» **Assignment**:
An exact transcription of all the records, free of pictures, is the expected answer.

» **Dataset records**:

....

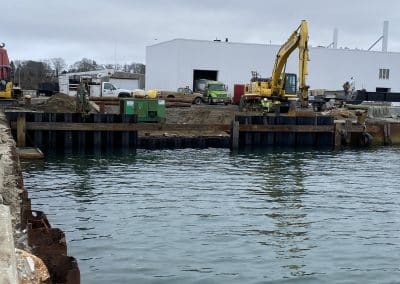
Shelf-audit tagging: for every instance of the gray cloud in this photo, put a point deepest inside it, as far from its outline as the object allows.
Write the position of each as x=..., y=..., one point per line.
x=121, y=29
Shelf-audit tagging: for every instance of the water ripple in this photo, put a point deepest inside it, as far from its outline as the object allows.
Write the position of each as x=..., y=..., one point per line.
x=210, y=216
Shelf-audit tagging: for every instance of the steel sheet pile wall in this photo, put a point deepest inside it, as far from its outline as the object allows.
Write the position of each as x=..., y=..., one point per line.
x=294, y=135
x=75, y=134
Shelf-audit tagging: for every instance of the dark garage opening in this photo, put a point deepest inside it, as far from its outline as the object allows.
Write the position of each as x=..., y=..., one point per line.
x=204, y=74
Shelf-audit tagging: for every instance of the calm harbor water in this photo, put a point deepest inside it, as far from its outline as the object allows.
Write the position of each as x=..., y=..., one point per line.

....

» **Written reply**:
Shelf-audit tagging: for every instance of the gray cloud in this photo, put a point deepest inside it, as far from its outline as the object allows.
Write the position of each as x=..., y=..., one point per line.
x=121, y=29
Shelf-audit tagging: for every instance of the water ripple in this photo, put a point deepest inside it, as far from its outline as the object allows.
Write the position of each as x=..., y=..., one point per line.
x=210, y=216
Shelf-audit tagging: for every instance of the steel sheet pile wall in this photo, put a point deepest inside it, as far from its outline as the object allows.
Write the position of each as x=..., y=..., one point per line.
x=294, y=135
x=75, y=134
Shelf-audit tagging: for every instance of the dark garage opening in this photo, put a point deepest inside it, as far from its outline as the object allows.
Write the position of each as x=..., y=..., one point per line.
x=204, y=74
Shelf-audit tagging: for every instance of the calm harbor water in this photo, put a point deepest inside it, as far from its outline as the object allows.
Write the position of each as x=..., y=..., one point per line.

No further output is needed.